> _Task directions_: Search the entries for lines that contain the word "instance", and report each one found.

> _Data for this exercise_:
########################################
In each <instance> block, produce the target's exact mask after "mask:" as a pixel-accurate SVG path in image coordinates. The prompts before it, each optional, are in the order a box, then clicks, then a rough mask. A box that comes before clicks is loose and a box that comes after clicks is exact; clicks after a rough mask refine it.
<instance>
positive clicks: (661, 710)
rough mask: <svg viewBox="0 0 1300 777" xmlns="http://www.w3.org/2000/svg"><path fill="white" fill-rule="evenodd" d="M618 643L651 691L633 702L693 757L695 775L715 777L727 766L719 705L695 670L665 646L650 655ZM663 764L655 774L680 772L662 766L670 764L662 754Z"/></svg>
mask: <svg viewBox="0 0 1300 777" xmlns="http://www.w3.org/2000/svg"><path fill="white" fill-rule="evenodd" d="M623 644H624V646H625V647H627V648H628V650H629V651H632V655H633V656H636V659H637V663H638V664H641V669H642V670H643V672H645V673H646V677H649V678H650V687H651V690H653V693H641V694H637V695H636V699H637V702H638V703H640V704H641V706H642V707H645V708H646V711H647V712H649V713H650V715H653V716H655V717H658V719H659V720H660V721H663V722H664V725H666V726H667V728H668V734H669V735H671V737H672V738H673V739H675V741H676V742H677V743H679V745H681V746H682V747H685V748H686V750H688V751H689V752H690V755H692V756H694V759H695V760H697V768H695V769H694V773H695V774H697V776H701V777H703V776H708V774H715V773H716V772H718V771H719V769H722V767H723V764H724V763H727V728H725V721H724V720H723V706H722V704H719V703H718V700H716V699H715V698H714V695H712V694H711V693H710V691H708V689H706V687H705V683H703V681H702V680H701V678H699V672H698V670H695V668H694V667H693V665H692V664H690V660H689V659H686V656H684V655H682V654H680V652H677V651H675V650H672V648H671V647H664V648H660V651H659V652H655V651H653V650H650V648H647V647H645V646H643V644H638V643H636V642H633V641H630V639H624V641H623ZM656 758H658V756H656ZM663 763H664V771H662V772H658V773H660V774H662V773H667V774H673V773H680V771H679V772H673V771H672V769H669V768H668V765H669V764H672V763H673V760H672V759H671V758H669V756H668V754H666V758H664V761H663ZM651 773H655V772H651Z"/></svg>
########################################
> _Written answer_:
In each <instance> block, produce the target's exact mask after "mask:" as a pixel-accurate SVG path in image coordinates. The prompts before it, each optional, are in the order a box, then clicks, then a rough mask. A box that comes before clicks is loose and a box that comes after clicks is exact; clicks after a rough mask refine it.
<instance>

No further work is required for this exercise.